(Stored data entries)
◆ ◆ ◆ ◆ ◆

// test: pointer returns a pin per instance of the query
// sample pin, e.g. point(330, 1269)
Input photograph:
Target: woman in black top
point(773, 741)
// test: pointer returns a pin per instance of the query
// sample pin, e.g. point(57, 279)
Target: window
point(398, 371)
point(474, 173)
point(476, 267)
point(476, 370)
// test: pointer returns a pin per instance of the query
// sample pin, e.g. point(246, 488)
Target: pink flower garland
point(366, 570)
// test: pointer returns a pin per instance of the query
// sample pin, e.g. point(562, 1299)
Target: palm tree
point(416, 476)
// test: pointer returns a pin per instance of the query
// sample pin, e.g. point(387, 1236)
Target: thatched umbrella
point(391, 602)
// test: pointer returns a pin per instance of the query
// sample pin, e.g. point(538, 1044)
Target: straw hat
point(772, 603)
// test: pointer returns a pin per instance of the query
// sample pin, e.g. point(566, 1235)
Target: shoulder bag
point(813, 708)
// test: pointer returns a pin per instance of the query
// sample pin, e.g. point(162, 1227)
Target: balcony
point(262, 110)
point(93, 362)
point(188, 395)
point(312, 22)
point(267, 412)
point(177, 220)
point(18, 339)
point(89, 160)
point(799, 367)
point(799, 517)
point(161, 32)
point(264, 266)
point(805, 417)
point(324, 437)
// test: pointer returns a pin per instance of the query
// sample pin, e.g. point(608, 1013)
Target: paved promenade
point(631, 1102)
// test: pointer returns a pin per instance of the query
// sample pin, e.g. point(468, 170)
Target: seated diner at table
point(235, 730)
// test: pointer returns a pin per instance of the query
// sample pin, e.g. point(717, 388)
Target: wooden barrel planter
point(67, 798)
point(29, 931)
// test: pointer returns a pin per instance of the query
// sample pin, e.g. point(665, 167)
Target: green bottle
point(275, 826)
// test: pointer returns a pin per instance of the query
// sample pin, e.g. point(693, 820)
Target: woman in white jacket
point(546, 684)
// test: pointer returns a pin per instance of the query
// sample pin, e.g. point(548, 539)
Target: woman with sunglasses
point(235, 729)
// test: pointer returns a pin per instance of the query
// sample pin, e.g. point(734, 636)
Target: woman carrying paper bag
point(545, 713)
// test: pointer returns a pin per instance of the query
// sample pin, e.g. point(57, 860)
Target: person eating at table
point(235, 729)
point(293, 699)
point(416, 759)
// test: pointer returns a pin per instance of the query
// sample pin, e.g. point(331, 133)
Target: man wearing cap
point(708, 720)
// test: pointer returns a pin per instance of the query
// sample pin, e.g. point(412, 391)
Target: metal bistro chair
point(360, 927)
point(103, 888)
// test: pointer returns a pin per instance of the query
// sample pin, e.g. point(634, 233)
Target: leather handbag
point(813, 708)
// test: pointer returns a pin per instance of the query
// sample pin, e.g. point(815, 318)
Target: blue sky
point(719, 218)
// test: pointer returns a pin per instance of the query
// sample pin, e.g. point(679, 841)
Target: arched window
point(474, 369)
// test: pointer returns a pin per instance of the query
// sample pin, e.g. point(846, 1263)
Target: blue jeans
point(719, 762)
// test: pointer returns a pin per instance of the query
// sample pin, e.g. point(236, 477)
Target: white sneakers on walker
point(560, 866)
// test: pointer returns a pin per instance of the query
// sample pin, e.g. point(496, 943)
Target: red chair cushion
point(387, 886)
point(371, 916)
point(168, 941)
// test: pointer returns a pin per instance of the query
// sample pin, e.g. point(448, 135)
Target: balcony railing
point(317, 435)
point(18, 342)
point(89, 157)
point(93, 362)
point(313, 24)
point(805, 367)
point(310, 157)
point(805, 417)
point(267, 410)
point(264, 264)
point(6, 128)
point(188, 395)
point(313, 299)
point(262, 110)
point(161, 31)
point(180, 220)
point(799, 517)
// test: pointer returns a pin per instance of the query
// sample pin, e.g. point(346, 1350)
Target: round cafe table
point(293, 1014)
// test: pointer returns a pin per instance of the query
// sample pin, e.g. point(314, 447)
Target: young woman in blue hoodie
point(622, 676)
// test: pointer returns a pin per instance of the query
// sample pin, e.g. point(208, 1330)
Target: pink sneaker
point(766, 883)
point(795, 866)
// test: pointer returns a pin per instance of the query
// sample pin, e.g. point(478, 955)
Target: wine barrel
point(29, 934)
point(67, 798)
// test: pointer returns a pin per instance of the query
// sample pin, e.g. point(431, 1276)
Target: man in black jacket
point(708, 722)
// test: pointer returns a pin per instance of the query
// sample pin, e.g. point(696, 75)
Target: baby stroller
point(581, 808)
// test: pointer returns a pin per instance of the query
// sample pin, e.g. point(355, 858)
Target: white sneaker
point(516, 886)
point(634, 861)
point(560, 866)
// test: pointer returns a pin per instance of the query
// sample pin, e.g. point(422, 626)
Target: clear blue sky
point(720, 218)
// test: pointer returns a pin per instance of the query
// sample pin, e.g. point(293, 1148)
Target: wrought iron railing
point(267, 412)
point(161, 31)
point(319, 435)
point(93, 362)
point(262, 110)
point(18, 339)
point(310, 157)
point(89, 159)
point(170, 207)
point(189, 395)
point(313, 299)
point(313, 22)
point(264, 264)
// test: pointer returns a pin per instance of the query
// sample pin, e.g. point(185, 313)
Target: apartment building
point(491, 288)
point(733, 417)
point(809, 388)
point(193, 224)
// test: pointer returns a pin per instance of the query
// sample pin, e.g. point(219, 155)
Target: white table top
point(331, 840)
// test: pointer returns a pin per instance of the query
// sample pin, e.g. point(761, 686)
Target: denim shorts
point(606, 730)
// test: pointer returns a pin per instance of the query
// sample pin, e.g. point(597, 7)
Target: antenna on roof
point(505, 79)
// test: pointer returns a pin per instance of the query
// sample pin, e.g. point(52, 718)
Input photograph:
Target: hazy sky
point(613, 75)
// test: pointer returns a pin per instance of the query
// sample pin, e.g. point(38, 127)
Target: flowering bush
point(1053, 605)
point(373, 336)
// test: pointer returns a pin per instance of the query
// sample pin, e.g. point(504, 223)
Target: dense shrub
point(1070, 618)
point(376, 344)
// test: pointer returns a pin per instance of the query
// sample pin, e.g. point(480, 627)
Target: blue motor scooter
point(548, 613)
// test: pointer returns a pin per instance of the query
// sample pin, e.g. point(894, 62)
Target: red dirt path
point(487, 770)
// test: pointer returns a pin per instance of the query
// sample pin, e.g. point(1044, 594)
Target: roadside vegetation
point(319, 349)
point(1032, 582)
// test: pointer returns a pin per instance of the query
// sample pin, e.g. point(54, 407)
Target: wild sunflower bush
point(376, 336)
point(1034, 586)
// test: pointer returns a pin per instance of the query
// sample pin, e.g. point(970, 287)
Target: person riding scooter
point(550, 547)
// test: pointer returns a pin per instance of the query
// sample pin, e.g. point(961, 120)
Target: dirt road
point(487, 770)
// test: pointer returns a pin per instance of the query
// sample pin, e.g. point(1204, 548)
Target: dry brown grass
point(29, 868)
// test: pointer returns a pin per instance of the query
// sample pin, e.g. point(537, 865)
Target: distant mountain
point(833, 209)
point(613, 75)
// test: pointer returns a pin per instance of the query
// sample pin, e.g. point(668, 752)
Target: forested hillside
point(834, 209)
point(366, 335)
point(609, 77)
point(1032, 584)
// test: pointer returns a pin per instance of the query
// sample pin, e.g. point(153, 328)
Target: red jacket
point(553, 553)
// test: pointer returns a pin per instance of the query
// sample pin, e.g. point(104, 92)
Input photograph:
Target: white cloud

◆ ◆ ◆ ◆ ◆

Exercise directions - Restate word for word only the lines above from the line containing "e.g. point(562, 1299)" to the line containing "e.g. point(57, 860)", both of them included.

Solution -
// sample pin, e.g. point(562, 1299)
Target: palm tree
point(416, 476)
// test: pointer returns a pin per instance of the query
// sample pin, e.g. point(387, 1236)
Target: thatched umbrella
point(391, 602)
// test: pointer returns a pin per instance of the query
// sample pin, e.g. point(538, 1044)
Target: straw hat
point(772, 603)
// test: pointer returns a pin per instance of the query
// sample pin, e.g. point(566, 1235)
Target: shoulder bag
point(813, 708)
// test: pointer returns a pin per instance of the query
// sample pin, e.g. point(162, 1227)
Target: balcony
point(262, 110)
point(93, 362)
point(188, 395)
point(312, 22)
point(267, 412)
point(177, 220)
point(18, 339)
point(89, 160)
point(799, 367)
point(799, 517)
point(161, 32)
point(264, 266)
point(805, 417)
point(324, 437)
// test: pointer returns a pin per instance of the query
// sample pin, e.g. point(608, 1013)
Target: paved promenade
point(631, 1102)
// test: pointer returns a pin per instance of the query
// sample pin, e.g. point(468, 170)
Target: seated diner at table
point(235, 730)
// test: pointer returns a pin per instance of the query
// sample pin, e.g. point(717, 388)
Target: wooden barrel planter
point(67, 798)
point(29, 931)
// test: pointer returns a pin per instance of the query
// sample pin, e.g. point(665, 167)
Target: green bottle
point(275, 826)
// test: pointer returns a pin per instance of the query
// sample pin, e.g. point(693, 820)
Target: woman in white jacket
point(546, 684)
// test: pointer returns a pin per instance of the query
// sample pin, e.g. point(548, 539)
Target: woman with sunglasses
point(235, 729)
// test: pointer returns a pin per instance of the query
// sample pin, e.g. point(734, 636)
Target: woman carrying paper bag
point(545, 713)
// test: pointer returns a pin per instance of the query
// sample pin, e.g. point(57, 860)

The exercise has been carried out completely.